GOAL OF THE EXERCISE
The line containing "the hillside, the" and all lines following it in the listing below are to be reproduced exactly, with no other lines.

*** Opening SUPPLIED MATERIAL ***

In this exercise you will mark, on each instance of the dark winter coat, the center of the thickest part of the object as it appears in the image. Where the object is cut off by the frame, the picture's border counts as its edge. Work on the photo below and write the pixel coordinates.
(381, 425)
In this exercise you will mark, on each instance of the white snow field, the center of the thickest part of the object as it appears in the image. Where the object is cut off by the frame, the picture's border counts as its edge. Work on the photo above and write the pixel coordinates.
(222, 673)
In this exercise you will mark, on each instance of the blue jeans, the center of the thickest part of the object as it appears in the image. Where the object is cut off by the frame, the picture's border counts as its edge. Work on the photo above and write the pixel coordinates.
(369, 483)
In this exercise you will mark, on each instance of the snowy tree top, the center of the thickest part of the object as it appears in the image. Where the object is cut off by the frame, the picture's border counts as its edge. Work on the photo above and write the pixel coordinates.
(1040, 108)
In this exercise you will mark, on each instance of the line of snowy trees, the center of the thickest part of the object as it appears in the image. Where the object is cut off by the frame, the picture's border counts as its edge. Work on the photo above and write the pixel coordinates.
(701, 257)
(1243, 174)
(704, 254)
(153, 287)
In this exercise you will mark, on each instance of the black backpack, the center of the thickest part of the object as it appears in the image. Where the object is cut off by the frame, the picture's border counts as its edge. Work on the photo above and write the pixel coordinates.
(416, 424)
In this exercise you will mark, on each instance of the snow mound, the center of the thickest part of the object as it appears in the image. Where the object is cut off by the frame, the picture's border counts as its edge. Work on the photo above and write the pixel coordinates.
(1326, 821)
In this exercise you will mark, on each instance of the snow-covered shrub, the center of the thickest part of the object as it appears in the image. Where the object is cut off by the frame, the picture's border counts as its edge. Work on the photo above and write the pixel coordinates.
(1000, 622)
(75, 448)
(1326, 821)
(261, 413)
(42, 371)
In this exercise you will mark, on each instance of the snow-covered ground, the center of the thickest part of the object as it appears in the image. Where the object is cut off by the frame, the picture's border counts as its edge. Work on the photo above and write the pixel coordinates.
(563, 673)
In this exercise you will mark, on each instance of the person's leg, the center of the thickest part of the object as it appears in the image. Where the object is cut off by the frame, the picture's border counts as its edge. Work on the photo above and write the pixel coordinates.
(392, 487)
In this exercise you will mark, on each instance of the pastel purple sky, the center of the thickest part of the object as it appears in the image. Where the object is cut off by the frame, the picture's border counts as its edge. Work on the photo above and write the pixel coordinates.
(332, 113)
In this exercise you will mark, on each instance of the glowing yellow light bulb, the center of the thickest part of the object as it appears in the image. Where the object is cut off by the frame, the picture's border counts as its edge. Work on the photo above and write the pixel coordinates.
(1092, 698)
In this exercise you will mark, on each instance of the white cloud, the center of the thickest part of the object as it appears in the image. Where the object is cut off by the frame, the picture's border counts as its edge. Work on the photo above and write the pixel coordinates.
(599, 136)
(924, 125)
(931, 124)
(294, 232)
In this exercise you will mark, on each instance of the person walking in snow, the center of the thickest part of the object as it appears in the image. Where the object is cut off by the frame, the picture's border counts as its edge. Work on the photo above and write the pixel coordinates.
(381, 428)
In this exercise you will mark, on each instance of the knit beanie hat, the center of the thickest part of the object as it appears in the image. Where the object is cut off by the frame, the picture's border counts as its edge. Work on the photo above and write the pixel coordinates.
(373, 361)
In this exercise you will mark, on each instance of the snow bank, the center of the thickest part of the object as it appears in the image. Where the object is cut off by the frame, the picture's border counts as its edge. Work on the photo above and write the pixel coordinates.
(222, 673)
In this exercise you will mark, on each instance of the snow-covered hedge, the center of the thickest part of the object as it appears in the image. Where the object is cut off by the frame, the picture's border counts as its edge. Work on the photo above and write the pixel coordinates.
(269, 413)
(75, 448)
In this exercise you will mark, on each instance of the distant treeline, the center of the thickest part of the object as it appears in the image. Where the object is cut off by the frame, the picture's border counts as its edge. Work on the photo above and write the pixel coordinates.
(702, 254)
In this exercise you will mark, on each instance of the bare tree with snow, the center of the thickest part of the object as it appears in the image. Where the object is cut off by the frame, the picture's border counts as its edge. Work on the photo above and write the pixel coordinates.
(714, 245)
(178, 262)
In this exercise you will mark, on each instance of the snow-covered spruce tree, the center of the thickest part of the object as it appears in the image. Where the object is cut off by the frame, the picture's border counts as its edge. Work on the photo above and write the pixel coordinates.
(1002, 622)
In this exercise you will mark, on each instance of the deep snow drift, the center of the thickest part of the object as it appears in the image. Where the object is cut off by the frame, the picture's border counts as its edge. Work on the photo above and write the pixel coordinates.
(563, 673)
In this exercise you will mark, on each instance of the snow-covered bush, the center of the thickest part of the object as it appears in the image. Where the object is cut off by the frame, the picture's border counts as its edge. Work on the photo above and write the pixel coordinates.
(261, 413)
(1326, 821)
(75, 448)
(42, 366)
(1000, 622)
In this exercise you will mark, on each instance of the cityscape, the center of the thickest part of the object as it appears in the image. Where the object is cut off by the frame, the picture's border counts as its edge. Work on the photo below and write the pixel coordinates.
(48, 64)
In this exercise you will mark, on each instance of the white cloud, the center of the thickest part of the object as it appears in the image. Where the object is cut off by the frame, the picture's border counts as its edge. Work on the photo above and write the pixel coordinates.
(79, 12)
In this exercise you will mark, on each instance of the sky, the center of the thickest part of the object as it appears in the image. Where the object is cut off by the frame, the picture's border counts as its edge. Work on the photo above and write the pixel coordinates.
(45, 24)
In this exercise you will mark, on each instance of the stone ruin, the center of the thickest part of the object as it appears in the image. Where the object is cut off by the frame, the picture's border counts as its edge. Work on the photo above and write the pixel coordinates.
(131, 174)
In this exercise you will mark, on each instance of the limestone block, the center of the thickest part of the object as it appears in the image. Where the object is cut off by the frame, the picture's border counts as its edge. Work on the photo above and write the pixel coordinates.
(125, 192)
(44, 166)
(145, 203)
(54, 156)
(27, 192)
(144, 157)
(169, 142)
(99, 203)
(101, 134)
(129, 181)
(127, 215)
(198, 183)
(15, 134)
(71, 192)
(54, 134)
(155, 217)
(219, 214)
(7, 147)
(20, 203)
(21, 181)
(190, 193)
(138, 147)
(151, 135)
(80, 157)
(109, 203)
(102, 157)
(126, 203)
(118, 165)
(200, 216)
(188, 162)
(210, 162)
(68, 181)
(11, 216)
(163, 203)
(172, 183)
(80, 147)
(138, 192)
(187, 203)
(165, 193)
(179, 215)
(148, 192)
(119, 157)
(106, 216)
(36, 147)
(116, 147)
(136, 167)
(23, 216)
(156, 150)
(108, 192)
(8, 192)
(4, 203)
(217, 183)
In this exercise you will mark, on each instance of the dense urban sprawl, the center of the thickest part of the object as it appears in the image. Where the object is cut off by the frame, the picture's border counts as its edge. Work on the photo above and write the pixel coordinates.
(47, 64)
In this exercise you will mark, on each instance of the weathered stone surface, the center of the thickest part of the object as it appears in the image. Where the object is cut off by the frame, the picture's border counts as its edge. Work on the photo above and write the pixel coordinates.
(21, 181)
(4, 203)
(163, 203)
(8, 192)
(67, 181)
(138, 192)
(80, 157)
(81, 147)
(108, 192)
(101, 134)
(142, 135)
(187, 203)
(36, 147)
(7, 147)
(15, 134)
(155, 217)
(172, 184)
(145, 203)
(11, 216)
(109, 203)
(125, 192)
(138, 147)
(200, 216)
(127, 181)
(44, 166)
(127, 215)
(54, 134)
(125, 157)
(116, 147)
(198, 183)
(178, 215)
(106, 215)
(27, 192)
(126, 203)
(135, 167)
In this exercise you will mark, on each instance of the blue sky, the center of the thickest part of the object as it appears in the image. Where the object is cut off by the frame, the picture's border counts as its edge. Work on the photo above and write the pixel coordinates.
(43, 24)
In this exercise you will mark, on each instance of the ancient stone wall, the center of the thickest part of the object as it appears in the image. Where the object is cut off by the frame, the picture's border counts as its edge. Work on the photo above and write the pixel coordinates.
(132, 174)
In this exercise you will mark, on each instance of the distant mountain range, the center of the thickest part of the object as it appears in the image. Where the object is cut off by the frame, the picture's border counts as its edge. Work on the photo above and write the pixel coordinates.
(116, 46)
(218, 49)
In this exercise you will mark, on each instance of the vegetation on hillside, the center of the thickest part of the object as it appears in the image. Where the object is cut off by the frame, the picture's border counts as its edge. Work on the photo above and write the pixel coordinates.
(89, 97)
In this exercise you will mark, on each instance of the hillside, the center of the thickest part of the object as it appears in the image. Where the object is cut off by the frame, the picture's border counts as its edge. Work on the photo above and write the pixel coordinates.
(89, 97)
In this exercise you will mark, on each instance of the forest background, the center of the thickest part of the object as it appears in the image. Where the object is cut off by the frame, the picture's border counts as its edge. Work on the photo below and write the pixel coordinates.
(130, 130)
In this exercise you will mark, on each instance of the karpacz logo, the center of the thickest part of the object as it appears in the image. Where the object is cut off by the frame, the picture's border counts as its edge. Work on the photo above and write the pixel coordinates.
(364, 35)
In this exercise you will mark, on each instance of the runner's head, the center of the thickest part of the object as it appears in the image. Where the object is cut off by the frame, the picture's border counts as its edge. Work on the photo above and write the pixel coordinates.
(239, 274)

*** Closing SUPPLIED MATERIAL ***

EXERCISE OUTPUT
In this exercise you will mark, on each instance of the hillside, the center of the thickest part of the object as it appears in the image. Where the object is cut off by the frame, the picture's border counts as its edge. Work on the photo above and write the pixel coordinates.
(89, 97)
In this exercise you will mark, on each instance of the forest background, the center of the thickest part of the object as it appears in the image. Where the object is cut off by the frame, the picture's border counts as its edge. Work on the photo below and write the pixel coordinates.
(130, 130)
In this exercise you will mark, on each instance of the karpacz logo, the center of the thickest part of the object as it appears in the image. Where the object is cut off by the frame, the picture's border counts as its edge. Work on the photo above and write the pixel coordinates.
(364, 35)
In this exercise you will mark, on each instance of the runner's head, the center of the thickest part of the object as it appears in the image. Where the object is cut off by the frame, the picture's border counts as its edge. Work on the photo above and write the pixel coordinates.
(239, 274)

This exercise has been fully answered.